AIM:
Copy each of the records below word for word, without changing a single character.

SUPPLIED MATERIAL:
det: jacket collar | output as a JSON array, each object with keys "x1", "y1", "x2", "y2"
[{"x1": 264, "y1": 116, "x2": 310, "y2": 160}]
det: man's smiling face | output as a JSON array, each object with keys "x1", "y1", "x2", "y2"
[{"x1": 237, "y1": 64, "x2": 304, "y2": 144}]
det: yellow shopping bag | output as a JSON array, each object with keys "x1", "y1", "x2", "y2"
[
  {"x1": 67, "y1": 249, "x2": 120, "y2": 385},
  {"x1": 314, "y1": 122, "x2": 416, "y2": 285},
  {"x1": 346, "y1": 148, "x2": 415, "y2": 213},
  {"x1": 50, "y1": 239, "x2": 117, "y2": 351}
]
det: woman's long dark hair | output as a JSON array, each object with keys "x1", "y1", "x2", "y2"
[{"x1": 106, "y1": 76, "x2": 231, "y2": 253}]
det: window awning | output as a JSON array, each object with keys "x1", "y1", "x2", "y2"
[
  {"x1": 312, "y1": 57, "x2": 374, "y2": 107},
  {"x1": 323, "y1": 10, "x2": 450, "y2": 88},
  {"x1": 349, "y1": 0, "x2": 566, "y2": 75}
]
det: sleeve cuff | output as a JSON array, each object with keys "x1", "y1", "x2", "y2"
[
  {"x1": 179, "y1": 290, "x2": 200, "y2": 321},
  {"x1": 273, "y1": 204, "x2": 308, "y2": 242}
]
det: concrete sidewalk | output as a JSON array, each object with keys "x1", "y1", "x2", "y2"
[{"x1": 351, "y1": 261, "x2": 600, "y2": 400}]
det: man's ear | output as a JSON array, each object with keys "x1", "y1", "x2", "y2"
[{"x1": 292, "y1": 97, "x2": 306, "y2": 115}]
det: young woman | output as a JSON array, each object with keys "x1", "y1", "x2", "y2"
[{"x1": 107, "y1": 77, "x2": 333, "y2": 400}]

WRITTEN SOLUTION:
det: jacket collar | output as a JSON array, each object with keys "x1", "y1", "x2", "y2"
[{"x1": 264, "y1": 116, "x2": 310, "y2": 160}]
det: man's smiling face | output as a JSON array, each object with keys "x1", "y1", "x2", "y2"
[{"x1": 237, "y1": 64, "x2": 304, "y2": 144}]
det: yellow shopping bag | output as a JSON array, each object with keys "x1", "y1", "x2", "y2"
[
  {"x1": 67, "y1": 249, "x2": 120, "y2": 385},
  {"x1": 314, "y1": 122, "x2": 416, "y2": 285},
  {"x1": 346, "y1": 148, "x2": 415, "y2": 213},
  {"x1": 50, "y1": 239, "x2": 117, "y2": 351}
]
det: woman's long dark hair | output as a JSON array, each object with keys "x1", "y1", "x2", "y2"
[{"x1": 106, "y1": 76, "x2": 231, "y2": 253}]
det: window awning | output as a JSON array, each object with keys "x1", "y1", "x2", "y2"
[
  {"x1": 312, "y1": 57, "x2": 374, "y2": 107},
  {"x1": 323, "y1": 10, "x2": 450, "y2": 88},
  {"x1": 349, "y1": 0, "x2": 566, "y2": 75}
]
det: sleeve cuff | output as a JSON array, each object with keys "x1", "y1", "x2", "y2"
[
  {"x1": 179, "y1": 290, "x2": 200, "y2": 321},
  {"x1": 273, "y1": 204, "x2": 308, "y2": 242}
]
det: concrete sidewalk | output as a JSON array, each object with keys "x1", "y1", "x2", "y2"
[{"x1": 351, "y1": 261, "x2": 600, "y2": 400}]
det: man's ear | output as a JSON array, each object with keys "x1", "y1", "x2", "y2"
[{"x1": 292, "y1": 97, "x2": 306, "y2": 115}]
det: young woman | output as a JSON array, each object with keys "x1", "y1", "x2", "y2"
[{"x1": 107, "y1": 77, "x2": 333, "y2": 400}]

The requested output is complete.